* [Task objective]
Copy the data below verbatim, keeping every line and its order unchanged.

* [The data]
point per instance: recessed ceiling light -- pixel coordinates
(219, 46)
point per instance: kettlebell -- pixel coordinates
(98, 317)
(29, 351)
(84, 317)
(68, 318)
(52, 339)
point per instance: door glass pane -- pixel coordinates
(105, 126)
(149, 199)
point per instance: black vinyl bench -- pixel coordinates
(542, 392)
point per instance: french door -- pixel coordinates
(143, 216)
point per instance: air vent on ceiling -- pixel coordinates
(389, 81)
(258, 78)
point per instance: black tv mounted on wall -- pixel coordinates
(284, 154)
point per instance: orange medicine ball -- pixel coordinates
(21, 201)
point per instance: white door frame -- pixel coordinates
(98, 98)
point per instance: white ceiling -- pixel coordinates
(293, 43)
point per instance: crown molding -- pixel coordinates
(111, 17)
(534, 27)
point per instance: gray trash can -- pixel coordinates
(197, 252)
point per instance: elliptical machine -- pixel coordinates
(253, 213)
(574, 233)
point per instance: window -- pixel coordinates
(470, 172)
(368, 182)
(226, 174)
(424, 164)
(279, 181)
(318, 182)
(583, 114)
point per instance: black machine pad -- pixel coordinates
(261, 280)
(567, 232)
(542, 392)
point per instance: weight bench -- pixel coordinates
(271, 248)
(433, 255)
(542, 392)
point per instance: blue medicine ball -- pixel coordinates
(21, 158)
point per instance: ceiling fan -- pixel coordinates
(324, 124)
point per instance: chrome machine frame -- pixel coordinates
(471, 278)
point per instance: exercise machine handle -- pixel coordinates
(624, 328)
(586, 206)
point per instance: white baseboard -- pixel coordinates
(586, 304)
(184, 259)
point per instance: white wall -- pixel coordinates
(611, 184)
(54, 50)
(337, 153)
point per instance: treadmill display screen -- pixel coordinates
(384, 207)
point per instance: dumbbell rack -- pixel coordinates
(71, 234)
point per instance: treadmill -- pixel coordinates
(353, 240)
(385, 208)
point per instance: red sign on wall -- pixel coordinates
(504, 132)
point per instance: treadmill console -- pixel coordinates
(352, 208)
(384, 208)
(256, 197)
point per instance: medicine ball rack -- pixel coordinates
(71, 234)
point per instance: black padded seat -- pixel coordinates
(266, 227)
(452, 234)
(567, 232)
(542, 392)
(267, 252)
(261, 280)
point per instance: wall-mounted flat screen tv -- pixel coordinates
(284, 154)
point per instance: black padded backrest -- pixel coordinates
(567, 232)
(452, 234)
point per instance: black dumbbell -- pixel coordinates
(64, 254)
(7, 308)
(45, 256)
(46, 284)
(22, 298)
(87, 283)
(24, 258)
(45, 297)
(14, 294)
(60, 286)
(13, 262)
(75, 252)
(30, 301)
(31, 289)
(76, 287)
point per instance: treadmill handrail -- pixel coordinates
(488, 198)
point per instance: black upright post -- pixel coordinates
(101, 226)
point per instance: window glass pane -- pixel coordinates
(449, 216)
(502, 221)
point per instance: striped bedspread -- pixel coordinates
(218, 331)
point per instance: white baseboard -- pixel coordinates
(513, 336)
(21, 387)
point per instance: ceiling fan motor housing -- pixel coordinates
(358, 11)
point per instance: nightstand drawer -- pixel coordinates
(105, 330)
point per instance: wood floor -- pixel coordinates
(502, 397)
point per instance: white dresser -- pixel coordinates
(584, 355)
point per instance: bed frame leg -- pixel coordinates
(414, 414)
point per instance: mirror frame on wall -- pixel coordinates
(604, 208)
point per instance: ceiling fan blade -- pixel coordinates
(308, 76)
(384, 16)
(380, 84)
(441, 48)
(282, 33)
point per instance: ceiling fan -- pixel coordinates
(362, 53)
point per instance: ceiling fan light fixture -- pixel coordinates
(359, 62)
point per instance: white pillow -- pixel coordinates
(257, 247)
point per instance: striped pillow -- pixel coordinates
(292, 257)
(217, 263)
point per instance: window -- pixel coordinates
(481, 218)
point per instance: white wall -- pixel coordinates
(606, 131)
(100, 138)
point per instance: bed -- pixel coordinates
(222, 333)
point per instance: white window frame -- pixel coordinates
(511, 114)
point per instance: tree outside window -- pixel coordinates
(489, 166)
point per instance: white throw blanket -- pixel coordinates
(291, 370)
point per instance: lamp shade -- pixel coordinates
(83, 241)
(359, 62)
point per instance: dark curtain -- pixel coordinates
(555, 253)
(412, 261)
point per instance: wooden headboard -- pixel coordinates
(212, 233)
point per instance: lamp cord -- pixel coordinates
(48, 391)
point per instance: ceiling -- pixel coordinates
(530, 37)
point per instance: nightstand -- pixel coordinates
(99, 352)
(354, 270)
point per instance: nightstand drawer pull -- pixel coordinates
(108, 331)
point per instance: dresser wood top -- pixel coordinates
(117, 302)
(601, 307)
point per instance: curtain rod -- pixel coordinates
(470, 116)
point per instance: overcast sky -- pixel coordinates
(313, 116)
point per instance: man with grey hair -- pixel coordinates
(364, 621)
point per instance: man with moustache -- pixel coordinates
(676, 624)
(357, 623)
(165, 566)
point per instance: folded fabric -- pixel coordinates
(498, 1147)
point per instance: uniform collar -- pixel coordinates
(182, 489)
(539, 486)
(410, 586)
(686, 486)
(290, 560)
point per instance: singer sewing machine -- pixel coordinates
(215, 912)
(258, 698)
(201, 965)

* [Solution to this task]
point per instance: recessed ceiling light -- pixel coordinates
(219, 46)
point per instance: kettlebell -- pixel coordinates
(98, 317)
(29, 351)
(84, 317)
(68, 318)
(52, 339)
point per instance: door glass pane -- pixel coordinates
(105, 126)
(149, 199)
point per instance: black vinyl bench -- pixel coordinates
(542, 392)
point per instance: french door -- pixel coordinates
(143, 216)
point per instance: air vent on ceiling -- pixel coordinates
(389, 81)
(258, 78)
point per instance: black tv mounted on wall -- pixel coordinates
(284, 154)
point per instance: orange medicine ball -- pixel coordinates
(21, 201)
point per instance: white door frame -- pixel coordinates
(98, 98)
point per instance: white ceiling -- pixel coordinates
(293, 43)
point per instance: crown molding -- pixel coordinates
(111, 17)
(534, 27)
point per instance: gray trash can -- pixel coordinates
(197, 252)
point per instance: elliptical machine -- pixel coordinates
(253, 213)
(574, 233)
point per instance: window -- pixel coordinates
(470, 172)
(368, 182)
(226, 174)
(424, 164)
(279, 181)
(318, 182)
(583, 114)
point per instance: black machine pad -- pixel coordinates
(261, 280)
(567, 232)
(542, 392)
point per instance: weight bench -- pixel coordinates
(271, 248)
(433, 255)
(542, 392)
point per instance: blue medicine ball -- pixel coordinates
(21, 158)
point per instance: ceiling fan -- pixel coordinates
(324, 124)
point per instance: chrome machine frame -- pixel coordinates
(471, 278)
point per instance: exercise machine handle -- pixel coordinates
(624, 328)
(586, 206)
point per instance: white baseboard -- pixel coordinates
(586, 304)
(184, 259)
point per instance: white wall -- pixel coordinates
(611, 184)
(54, 50)
(337, 153)
point per instance: treadmill display screen -- pixel coordinates
(384, 207)
point per instance: dumbbell rack -- pixel coordinates
(71, 234)
point per instance: treadmill -- pixel coordinates
(353, 240)
(385, 208)
point per instance: red sign on wall -- pixel coordinates
(504, 132)
point per instance: treadmill console -- pixel coordinates
(352, 208)
(384, 208)
(256, 197)
point per instance: medicine ball rack -- pixel coordinates
(71, 234)
point per instance: black padded seat -- pixel coordinates
(266, 227)
(452, 234)
(567, 232)
(542, 392)
(267, 252)
(261, 280)
point per instance: wall-mounted flat screen tv -- pixel coordinates
(284, 154)
point per instance: black padded backrest -- pixel coordinates
(567, 232)
(452, 234)
point per instance: black dumbbell -- pixel coordinates
(64, 254)
(7, 308)
(45, 256)
(46, 284)
(22, 298)
(87, 283)
(24, 258)
(45, 297)
(14, 294)
(60, 286)
(13, 262)
(75, 252)
(30, 301)
(31, 289)
(76, 287)
point per instance: treadmill handrail -- pixel coordinates
(488, 198)
point per instance: black upright post -- pixel coordinates
(101, 226)
point per instance: window glass pane -- pixel coordinates
(449, 216)
(502, 221)
point per instance: striped bedspread -- pixel coordinates
(218, 331)
point per instance: white baseboard -- pixel coordinates
(513, 336)
(21, 387)
point per instance: ceiling fan motor housing -- pixel coordinates
(358, 11)
point per instance: nightstand drawer -- pixel coordinates
(105, 330)
point per instance: wood floor -- pixel coordinates
(502, 397)
point per instance: white dresser -- pixel coordinates
(584, 355)
point per instance: bed frame leg -- pixel coordinates
(414, 414)
point per instance: mirror frame on wall -- pixel coordinates
(604, 208)
point per instance: ceiling fan blade -- pixel coordinates
(308, 76)
(384, 16)
(380, 84)
(441, 48)
(282, 33)
point per instance: ceiling fan -- pixel coordinates
(362, 53)
point per instance: ceiling fan light fixture -- pixel coordinates
(359, 62)
point per instance: white pillow -- pixel coordinates
(257, 247)
point per instance: striped pillow -- pixel coordinates
(292, 257)
(217, 263)
point per instance: window -- pixel coordinates
(481, 218)
point per instance: white wall -- pixel coordinates
(606, 131)
(100, 138)
point per instance: bed -- pixel coordinates
(222, 333)
point per instance: white window frame -- pixel coordinates
(511, 114)
point per instance: tree outside window -- pixel coordinates
(489, 166)
point per instance: white throw blanket -- pixel coordinates
(291, 370)
point per instance: lamp shade -- pixel coordinates
(83, 241)
(359, 62)
point per instance: dark curtain -- pixel coordinates
(555, 253)
(412, 261)
point per instance: wooden headboard -- pixel coordinates
(212, 233)
point per instance: lamp cord -- pixel coordinates
(48, 391)
point per instance: ceiling -- pixel coordinates
(530, 37)
point per instance: nightstand -- pixel coordinates
(99, 352)
(354, 270)
point per instance: nightstand drawer pull -- pixel coordinates
(108, 331)
point per instance: dresser wood top -- pixel coordinates
(117, 302)
(601, 307)
point per instance: curtain rod -- pixel coordinates
(470, 116)
point per instance: overcast sky -- pixel coordinates
(313, 116)
point per instance: man with grey hair -- pixel coordinates
(364, 621)
point per instance: man with moustache -- pixel coordinates
(676, 624)
(357, 623)
(165, 566)
point per instance: folded fabric -- pixel coordinates
(498, 1147)
point per instance: uniform collar -- pixel coordinates
(182, 489)
(539, 486)
(410, 586)
(686, 486)
(290, 560)
point per instance: singer sewing machine -- pixel coordinates
(215, 912)
(258, 698)
(201, 965)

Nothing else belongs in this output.